(Recorded data)
* * *
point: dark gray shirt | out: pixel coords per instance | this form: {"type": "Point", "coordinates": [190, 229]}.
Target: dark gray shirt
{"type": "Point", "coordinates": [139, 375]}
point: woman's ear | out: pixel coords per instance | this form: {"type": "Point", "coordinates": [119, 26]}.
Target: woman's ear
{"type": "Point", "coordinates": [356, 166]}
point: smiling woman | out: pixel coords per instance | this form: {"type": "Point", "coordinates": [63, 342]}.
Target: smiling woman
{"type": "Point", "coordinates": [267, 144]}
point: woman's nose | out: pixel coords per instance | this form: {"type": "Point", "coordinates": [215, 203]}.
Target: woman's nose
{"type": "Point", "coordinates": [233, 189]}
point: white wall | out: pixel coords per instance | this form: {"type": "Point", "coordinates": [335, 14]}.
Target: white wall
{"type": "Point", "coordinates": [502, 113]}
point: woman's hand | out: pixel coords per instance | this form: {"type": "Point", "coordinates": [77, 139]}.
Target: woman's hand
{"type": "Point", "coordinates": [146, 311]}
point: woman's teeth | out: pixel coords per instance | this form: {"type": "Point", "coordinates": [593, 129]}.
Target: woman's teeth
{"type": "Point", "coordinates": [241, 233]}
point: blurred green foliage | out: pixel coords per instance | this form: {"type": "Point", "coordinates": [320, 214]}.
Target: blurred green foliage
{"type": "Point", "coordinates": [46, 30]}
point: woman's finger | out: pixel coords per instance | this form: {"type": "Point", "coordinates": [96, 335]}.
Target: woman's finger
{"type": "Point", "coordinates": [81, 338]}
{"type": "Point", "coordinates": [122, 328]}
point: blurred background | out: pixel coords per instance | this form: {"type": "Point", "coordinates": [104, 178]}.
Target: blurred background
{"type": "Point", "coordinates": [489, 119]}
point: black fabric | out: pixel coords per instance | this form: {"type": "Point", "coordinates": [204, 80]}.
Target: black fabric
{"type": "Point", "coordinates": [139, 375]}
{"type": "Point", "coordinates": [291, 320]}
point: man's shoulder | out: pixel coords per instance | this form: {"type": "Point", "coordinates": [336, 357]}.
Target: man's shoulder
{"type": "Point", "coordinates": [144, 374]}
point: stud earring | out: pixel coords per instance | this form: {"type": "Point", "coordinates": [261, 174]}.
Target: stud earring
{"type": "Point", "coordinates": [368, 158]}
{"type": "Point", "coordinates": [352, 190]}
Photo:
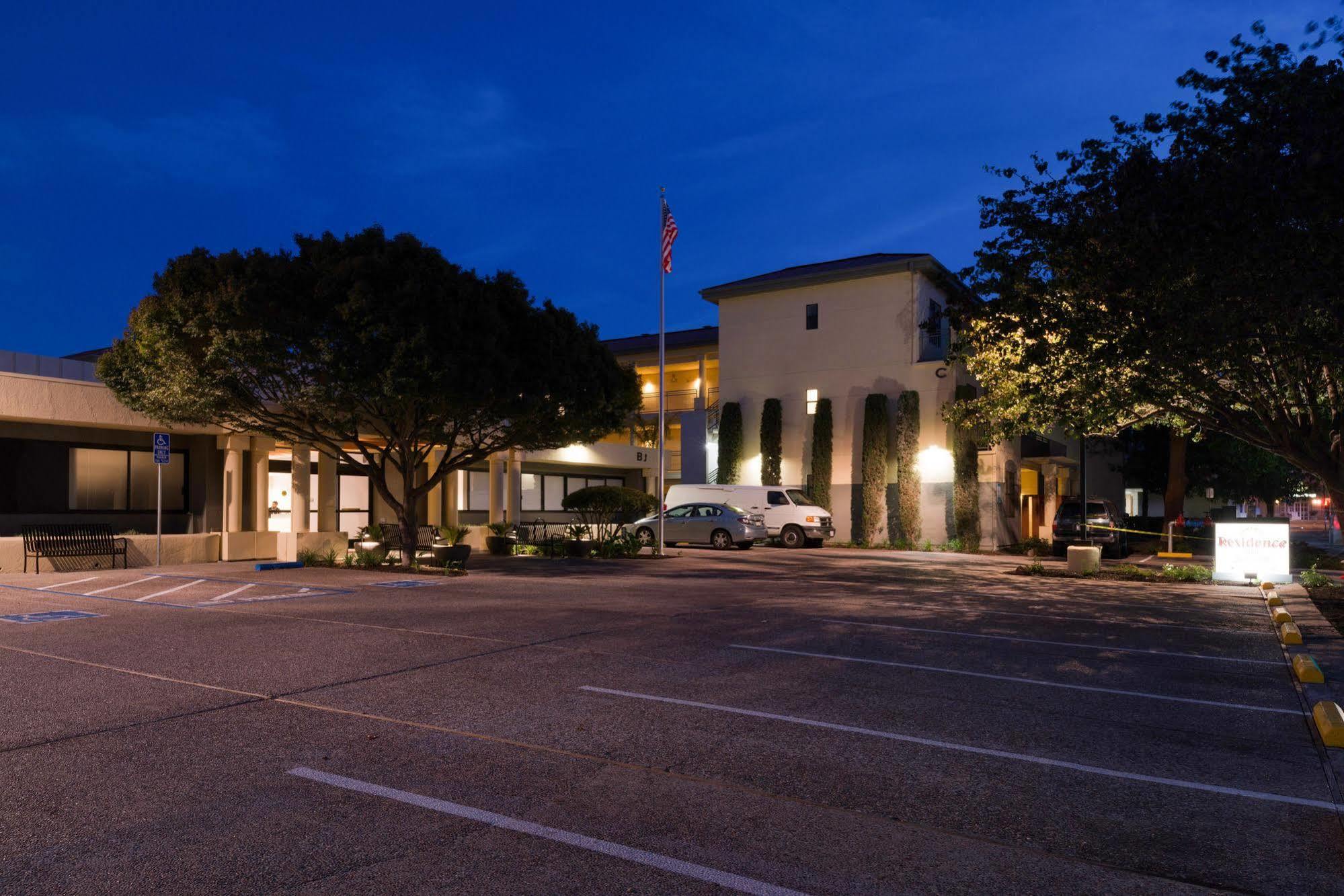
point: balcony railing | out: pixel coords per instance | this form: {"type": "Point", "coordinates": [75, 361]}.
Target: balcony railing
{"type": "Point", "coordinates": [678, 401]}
* * *
● **Short problem**
Reproduce the entries above with every instance of "Target" replaced by "Object", keeping everything else unchanged. Omit the pictures from your answer.

● **Correct answer**
point: dark gray shirt | out: pixel coords per instance | this form: {"type": "Point", "coordinates": [190, 229]}.
Object: dark gray shirt
{"type": "Point", "coordinates": [139, 375]}
point: woman's ear | out: pixel coords per instance | this form: {"type": "Point", "coordinates": [119, 26]}.
Object: woman's ear
{"type": "Point", "coordinates": [356, 166]}
point: smiling woman | out: pixel coords per instance | this form: {"type": "Point", "coordinates": [63, 342]}.
Object: smiling woman
{"type": "Point", "coordinates": [267, 144]}
point: woman's nose | out: pixel coords per instance | this form: {"type": "Point", "coordinates": [215, 203]}.
Object: woman's nose
{"type": "Point", "coordinates": [233, 189]}
point: white wall | out: pixel coords per instance | this form: {"type": "Point", "coordinates": [335, 14]}.
Object: white wall
{"type": "Point", "coordinates": [502, 113]}
point: woman's hand | out: pixel coords per instance | this form: {"type": "Point", "coordinates": [77, 139]}.
Object: woman's hand
{"type": "Point", "coordinates": [146, 311]}
point: woman's teeth | out: pixel coords per instance | this form: {"type": "Point", "coordinates": [593, 129]}.
Object: woman's teeth
{"type": "Point", "coordinates": [241, 233]}
point: blurred green foliage | out: pixel coords per instance | this form: {"type": "Point", "coordinates": [320, 214]}.
Object: blurred green foliage
{"type": "Point", "coordinates": [46, 30]}
point: woman's finger | out: pixel coords per instance | this form: {"type": "Point", "coordinates": [96, 335]}.
Object: woman's finger
{"type": "Point", "coordinates": [81, 338]}
{"type": "Point", "coordinates": [122, 328]}
point: blurred background | out: pixel coords per instance | this form: {"type": "Point", "coordinates": [104, 178]}.
Object: blurred background
{"type": "Point", "coordinates": [489, 119]}
point: black fabric | out: pixel coords per instance | this form: {"type": "Point", "coordinates": [204, 80]}.
Object: black fabric
{"type": "Point", "coordinates": [139, 375]}
{"type": "Point", "coordinates": [291, 320]}
point: man's shoulder | out: pixel coords per instance | this form: {"type": "Point", "coordinates": [336, 357]}.
Object: man's shoulder
{"type": "Point", "coordinates": [144, 374]}
point: stud earring | out: pixel coords per instance | this form: {"type": "Point", "coordinates": [261, 174]}.
Object: stud earring
{"type": "Point", "coordinates": [368, 158]}
{"type": "Point", "coordinates": [352, 190]}
Photo:
point: balcony railing | out: pixel coords per instance | this form: {"type": "Point", "coordinates": [75, 361]}.
Object: balcony railing
{"type": "Point", "coordinates": [678, 401]}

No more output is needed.